> **What is asked**:
- 1) List every action that the mediation article's numbered techniques say both parties should take.
- 2) Write the next part of the mediation article, picking up after the second numbered technique.

> **Text excerpt**:
1 May 2019
Breaking the impasse… resolving conflict using mediation techniques
By Amanda Nudds, Solicitor and Mediator, Hayes + Storr.
The seemingly interminable failure of MPs to agree with Britain’s withdrawal agreement from the EU is typical of many intractable disputes. At some point in our lives, most of us will find ourselves at odds with someone over something. Each person will have their own ideas about what’s right (usually based on what’s most important to them) but that can result in both parties being totally unable to agree with an outcome – and a stalemate ensues.
Breaking that impasse can seem difficult, if not impossible. And that’s where mediation comes in. A form of dispute resolution used to prevent (or conclude) court proceedings. Here are ten useful techniques used in meditation to help find a settlement:
1. PARTICIPATION It’s important that both parties are willing to engage in the process, can put forward proposals as well as consider any proposals received.
2. EVIDENCE Both parties must be upfront and make available all key documentary evidence – so each side can understand the other’s position.

> **Extracted records**:
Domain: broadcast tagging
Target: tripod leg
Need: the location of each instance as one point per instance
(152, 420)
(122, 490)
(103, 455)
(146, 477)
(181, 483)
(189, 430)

> **Answer list**:
- 1)
- Be willing to engage in the process
- Put forward proposals
- Consider any proposals received
- Be upfront
- Make available all key documentary evidence

- 2)
3. STATE YOUR POSITION Make your position clear from the outset, as it may be that one party has misinterpreted the other’s position. Explain what you believe to be right and why, and what you hope to achieve.
4. WORK TOWARDS A SETTLEMENT Initially, each party’s aim will be to win, but it’s important to realise that resolution isn’t going to be a ‘win’ for one and a ‘loss’ for another – it will be a compromise that enables both parties to move on.
5. BE RESPECTFUL Whatever your feelings, it’s important to treat the other party with respect. Being insulting only creates more barriers and makes it more difficult for any resolution to be achieved.
6. BE PERSUASIVE Highlight the merits of your position. It’s possible that the other party’s point of view may not be as strong as they originally believed. This can also bring the other party’s attention to the mutual benefits of a deal.
7. INTERESTS Identifying the other party’s interests can be difficult – but once you’ve asked questions and gleaned more information on what they want to achieve, you’ll have a much better understanding of what can be done.
8. BRAINSTORMING Neither party is going to leave with a settlement that includes everything they want. Explore and identify options that will satisfy both parties.
9. EMOTION Although conflict often gives rise to anger and frustration, it’s important to keep your emotions in check so you are able to think clearly and practically.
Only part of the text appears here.